═════ Passage ═════

Industry Leaders & Economic Experts

  1. Barney Jopson, Financial Times: “Jim McNerney, a former top executive at Boeing, 3M and General Electric, said Mr. Trump's hostility to international trade posed a serious threat to US prosperity…global trade, he said, was ‘a critical part of this country's prosperity and the growth and wellbeing of not only our citizens but citizens around the world.’ Tom Donohue, head of the US Chamber of Commerce called Trump’s proposals ‘sort of stupid.’” (March 22, 2016)
  2. Ben White, Politico: “It seems like economics is not really [Trump’s] highest priority. These are political stances. At a time when U.S. exports are on the decline as a result of the strong dollar, adding the threat of tariffs is going to add another negative impact on U.S. exports.” (January 11, 2016)
  3. Binyamin Appelbaum, New York Times: “‘There’s nobody since Hoover who talked this way about trade.’” (March 10, 2016)
  4. Binyamin Appelbaum, New York Times: “Trade flows make up a small part of America’s economic activity. The primary explanations for the stagnation of middle-class incomes are necessarily domestic. ‘[Trump and Sanders] are following in the footsteps of politicians of all stripes who have found it convenient to blame the boogeyman of unfair trade for domestic economic problems.’” (March 30, 2016)
  5. Bob Davis, Wall Street Journal: “Trump’s 45% tariff would trigger reverberations around the world…the tariffs would drive down U.S. merchandise imports by $383 billion, but U.S. exports would take a much bigger hit, declining $658 billion…and the trade deficit would increase by about $275 billion. The difficult transition could cost the U.S. even more than the one million jobs are at risk.” (March 24, 2016)
  6. David Lawder and Roberta Rampton, Reuters: “[Trump’s trade plan] would spark financial market turmoil and possibly even a recession…” that would “likely result in a permanent annual reduction in U.S. national income of more than $100 billion, or 0.8 percent.” (March 24, 2016)
  7. Don Lee, Los Angeles Times: “Slapping high tariffs would be catastrophic for a wide range of American businesses...we would be open to all sorts of retaliation, and that would likely trigger a trade war that would be devastating.” (March 7, 2016)
  8. Economist Intelligence Unit Global Risk Forecasting Service: “In the event of a Trump victory, his hostile attitude to free trade, and alienation of Mexico and China in particular, could escalate rapidly into a trade war.” (March 16, 2016)

═════ Available data ═════

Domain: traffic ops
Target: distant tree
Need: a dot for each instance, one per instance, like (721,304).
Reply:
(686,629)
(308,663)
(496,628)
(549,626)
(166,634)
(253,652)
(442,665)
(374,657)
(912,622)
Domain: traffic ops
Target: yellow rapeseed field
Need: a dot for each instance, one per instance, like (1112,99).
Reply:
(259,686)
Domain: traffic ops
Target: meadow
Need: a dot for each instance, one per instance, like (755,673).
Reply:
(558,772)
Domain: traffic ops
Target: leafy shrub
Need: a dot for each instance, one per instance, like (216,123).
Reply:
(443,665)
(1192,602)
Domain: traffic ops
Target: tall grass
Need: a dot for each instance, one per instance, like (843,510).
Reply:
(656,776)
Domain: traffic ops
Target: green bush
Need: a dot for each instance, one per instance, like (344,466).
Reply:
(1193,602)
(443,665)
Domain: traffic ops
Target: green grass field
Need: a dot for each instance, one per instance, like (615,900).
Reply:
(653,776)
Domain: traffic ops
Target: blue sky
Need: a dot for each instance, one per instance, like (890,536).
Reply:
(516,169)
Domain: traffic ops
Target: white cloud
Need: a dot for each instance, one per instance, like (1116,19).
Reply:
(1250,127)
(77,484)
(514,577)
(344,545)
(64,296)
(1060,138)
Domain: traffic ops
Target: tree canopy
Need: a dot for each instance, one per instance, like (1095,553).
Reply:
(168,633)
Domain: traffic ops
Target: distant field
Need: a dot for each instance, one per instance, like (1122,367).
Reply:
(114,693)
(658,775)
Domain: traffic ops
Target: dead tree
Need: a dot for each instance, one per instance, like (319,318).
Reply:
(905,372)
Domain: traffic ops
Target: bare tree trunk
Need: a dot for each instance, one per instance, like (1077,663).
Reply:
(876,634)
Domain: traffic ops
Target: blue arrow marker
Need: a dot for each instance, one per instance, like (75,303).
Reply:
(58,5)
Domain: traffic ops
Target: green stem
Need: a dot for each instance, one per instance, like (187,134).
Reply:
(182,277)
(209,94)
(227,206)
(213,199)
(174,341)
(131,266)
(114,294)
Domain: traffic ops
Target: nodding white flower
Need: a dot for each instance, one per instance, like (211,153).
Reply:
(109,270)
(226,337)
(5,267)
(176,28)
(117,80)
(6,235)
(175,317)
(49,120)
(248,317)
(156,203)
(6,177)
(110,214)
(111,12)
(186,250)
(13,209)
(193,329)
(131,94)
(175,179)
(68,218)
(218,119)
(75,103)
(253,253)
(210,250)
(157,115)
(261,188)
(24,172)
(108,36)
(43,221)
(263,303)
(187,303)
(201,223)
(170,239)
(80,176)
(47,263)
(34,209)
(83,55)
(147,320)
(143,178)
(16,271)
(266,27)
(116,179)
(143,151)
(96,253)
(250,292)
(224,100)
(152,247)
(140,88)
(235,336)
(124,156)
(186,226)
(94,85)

═════

**Written request A:** In the passage of expert quotes on trade, how much would U.S. exports decline under Trump's 45% tariff, according to the Wall Street Journal excerpt?
**Written request B:** Select every line of the records that contains the string "distant", treating case as significant.

**Final answer A:** By $658 billion.

**Final answer B:**
Target: distant tree
Target: distant field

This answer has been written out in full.